*Trecho do texto*.
━━━━━━━━━━
Aquele a quem se roubam todas as ilusões salutares cumpre apontar para algum bem que ainda lhe ficará na terra, bem verdadeiro que o compense de todas as suas perdidas alegrias mentirosas!

Não basta negar, é necessário afirmar com convicção robusta; não basta demolir, é preciso ao lado dos edifícios que se derrubam e desmoronam construir novos edifícios mais ricos e mais seguros.

Octavio Feuillet fez este livro, como um protesto de escola, sem, contudo, perder com esta qualidade um tanto dogmática, o seu interesse dramático, a vida intensa, tão indispensável às verdadeiras obras d’arte.

Dado o caso de se chamar romantismo ao excesso de certos e determinados sentimentos, a concepção mais ou menos quimérica que temos das coisas da vida, resta provar se o romantismo pode ou não pode ser nocivo conforme o terreno em que medrar e o meio em que se desenvolver.

A principal heroína do romance, aquela que escreve o seu Diário, ao qual dá o título de livro, é uma rapariga apaixonadamente romântica, tudo quanto há mais romântico, quer dizer tudo quanto há de menos prático e real.

Por isso sendo moça, formosíssima, sentindo cantar dentro da sua alma a festiva e triunfante formosíssima dos vinte anos, tendo uma destas belezas características que dão a certas mulheres um aspecto de deusas, amando com aquela primeira e casta ternura das virgens um homem em tudo digno dela, sacrifica todas estas superioridades da natureza, todas estas radiosas promessas de felicidade a quem? A que?

A um pobre mutilado que morria de amor por ela, a um soldado que voltara da guerra sem uma perna e sem um braço, informe, grotesco, irremediavelmente desgraçado, e que, assim mesmo do fundo do abismo em que o destino o lançara, ousou amar aquela mulher olímpica, e teve a audácia de tentar morrer por causa dela.
━━━━━━━━━━
*Dados do exercício*.
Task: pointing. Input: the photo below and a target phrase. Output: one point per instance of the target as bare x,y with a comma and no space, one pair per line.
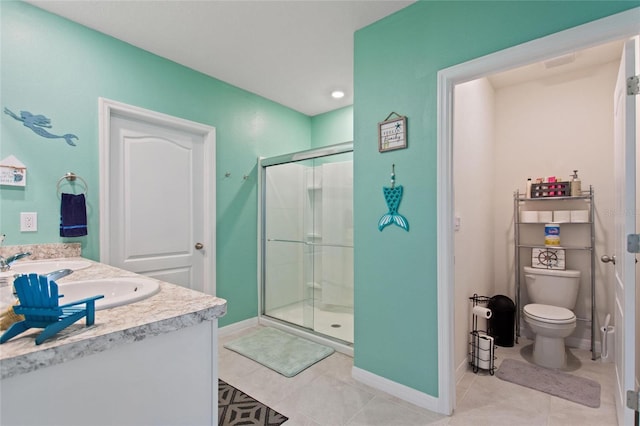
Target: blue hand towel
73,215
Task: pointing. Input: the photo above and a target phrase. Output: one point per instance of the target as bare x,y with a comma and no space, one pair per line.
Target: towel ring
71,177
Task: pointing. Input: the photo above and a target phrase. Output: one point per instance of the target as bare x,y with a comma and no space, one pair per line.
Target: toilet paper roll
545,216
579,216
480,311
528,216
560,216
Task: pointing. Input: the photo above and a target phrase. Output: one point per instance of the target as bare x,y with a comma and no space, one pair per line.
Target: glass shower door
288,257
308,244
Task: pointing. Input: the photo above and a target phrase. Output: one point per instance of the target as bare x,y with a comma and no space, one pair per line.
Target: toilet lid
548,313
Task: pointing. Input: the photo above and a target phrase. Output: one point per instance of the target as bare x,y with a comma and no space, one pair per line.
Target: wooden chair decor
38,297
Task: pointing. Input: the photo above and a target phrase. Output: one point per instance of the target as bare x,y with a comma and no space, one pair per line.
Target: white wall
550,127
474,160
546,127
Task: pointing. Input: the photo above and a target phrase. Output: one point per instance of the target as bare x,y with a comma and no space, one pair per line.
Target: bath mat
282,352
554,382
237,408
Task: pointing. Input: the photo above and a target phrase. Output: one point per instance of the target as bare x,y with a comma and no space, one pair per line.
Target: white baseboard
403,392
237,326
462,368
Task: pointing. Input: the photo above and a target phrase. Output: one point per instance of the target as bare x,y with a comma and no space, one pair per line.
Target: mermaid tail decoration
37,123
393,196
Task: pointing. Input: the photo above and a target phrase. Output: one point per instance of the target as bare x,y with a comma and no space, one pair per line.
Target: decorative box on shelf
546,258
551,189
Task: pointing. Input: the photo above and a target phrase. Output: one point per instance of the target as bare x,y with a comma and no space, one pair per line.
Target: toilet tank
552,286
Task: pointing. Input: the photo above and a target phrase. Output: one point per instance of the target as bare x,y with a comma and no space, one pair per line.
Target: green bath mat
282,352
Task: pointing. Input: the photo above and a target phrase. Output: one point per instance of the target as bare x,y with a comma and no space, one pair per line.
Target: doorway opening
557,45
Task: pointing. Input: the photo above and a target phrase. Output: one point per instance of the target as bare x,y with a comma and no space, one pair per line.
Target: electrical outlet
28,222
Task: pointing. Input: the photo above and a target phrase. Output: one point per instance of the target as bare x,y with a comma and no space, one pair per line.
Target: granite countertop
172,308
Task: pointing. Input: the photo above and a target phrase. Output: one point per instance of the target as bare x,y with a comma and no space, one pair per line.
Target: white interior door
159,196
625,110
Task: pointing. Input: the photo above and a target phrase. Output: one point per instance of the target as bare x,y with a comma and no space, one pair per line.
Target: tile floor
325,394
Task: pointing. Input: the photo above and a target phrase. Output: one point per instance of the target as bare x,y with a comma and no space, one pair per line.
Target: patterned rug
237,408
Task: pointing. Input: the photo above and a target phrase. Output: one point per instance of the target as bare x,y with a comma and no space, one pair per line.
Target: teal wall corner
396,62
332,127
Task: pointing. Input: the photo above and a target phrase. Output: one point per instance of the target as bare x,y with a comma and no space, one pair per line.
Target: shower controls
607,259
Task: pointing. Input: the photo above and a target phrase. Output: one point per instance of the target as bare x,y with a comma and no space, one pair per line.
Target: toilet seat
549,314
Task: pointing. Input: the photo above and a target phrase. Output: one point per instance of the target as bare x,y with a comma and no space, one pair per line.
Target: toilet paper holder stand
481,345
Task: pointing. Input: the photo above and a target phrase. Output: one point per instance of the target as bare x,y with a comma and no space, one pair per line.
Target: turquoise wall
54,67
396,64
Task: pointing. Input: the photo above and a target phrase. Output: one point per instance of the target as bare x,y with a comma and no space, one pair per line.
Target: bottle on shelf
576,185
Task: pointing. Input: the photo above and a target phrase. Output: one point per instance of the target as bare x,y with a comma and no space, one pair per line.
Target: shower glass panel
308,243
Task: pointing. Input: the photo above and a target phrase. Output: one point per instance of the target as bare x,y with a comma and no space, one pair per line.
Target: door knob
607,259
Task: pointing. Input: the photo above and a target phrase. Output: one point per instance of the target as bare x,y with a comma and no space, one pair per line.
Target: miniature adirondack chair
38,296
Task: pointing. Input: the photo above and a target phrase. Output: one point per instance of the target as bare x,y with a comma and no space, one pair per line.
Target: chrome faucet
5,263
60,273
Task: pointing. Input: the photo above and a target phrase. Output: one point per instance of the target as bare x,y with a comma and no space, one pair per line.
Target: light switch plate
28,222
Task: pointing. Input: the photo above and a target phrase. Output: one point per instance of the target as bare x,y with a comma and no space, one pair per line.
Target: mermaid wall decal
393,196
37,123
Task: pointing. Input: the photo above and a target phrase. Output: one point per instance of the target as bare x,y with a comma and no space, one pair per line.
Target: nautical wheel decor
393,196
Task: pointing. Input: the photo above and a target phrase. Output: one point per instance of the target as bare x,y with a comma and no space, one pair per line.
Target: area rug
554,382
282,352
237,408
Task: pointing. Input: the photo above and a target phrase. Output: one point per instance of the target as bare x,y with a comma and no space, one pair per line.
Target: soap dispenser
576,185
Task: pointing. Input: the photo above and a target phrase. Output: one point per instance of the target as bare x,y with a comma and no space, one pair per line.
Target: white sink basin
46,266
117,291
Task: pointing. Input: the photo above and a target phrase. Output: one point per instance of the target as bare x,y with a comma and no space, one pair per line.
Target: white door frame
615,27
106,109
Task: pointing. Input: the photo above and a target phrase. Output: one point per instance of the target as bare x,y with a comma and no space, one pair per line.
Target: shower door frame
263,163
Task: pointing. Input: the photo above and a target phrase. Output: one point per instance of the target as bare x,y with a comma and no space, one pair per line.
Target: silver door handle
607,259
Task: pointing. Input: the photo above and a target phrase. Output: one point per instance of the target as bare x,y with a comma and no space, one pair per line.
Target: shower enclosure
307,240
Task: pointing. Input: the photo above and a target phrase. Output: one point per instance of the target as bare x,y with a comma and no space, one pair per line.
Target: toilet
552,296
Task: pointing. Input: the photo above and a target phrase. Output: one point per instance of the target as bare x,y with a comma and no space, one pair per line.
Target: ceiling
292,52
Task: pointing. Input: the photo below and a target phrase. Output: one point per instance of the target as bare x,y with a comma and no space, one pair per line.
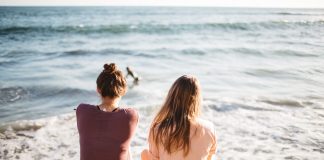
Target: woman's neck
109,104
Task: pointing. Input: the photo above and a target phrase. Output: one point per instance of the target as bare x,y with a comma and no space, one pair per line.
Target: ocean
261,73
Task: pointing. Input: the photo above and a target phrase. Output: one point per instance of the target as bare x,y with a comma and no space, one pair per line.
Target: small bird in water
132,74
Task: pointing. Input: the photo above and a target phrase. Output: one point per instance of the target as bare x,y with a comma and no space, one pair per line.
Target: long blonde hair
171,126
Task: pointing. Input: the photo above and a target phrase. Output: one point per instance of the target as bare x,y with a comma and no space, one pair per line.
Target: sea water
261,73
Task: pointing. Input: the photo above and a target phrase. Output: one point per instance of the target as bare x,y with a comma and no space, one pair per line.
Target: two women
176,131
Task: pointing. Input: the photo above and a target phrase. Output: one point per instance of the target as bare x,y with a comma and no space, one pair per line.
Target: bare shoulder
━━━━━━━━━━
*Lista de tarefas*.
1. No trecho sobre o romance de Feuillet, reescreva de forma mais curta o parágrafo que começa com "A principal heroína do romance", mantendo os fatos principais.
2. Retome o trecho sobre o romance de Feuillet e continue a partir da última frase.

*Respostas das tarefas*.
1. A protagonista do romance, que escreve um diário ao qual chama de livro, é uma moça apaixonadamente romântica, ou seja, nada prática e longe da realidade.

2.
Enquanto ele viveu, foi-lhe fiel como as mulheres dignas o sabem ser, consolou-o de tudo que perdera, levou a luz da sua caridade bendita aos antros em que aquela pobre alma se debatera inutilmente por tanto tempo.

Mais tarde quando o marido morre, abençoando-a como se abençoa um anjo, ela, livre de novo, torna a encontrar o homem que amou uma vez, e que não soube esquecer.

Esse é então marido da amiga, da infância, da juvenil viúva.

Não são felizes, os dois, mas ela, a intrépida, a caridosa criatura, lá está tentando da abnegação de cada um deles fazer a felicidade de ambos.

Não o consegue, e quando a amiga, culpada e arrependida se mata para fugir ao horror de mentir eternamente a seu marido, só ela no mundo recebe a confidência do seu crime, confidência que numa carta repassada de dor a doída criança lhe pede que transmita ao esposo ultrajado.

Ficaram ambos livres em face um do outro, ambos viúvos, ambos tendo cumprido a missão que o destino lhe confiara.

Nada os desune agora, nada, a não ser uma dúvida que punge o ânimo daquele, que hoje ela ama perdidamente com a paixão concentrada de tantos anos de sacrifício.

— Porque foi que a minha mulher se matou? – pergunta ele então. Às vezes lembro-me que foi talvez o desamor que eu não soube ocultar bastante. Se assim for, fugirei. Não quero gozar uma ventura de que não sou digno. Se eu matei uma inocente e casta criança, quem me dá direito de ser ainda feliz na terra?

Só ela o sabe, só dela depende aquela ventura divina, de que o dever e a caridade a fizeram fugir noutro tempo.

Pois a ninguém revelou o segredo da sua amiga morta, da doce criatura que a paixão fustigara e que a paixão matou!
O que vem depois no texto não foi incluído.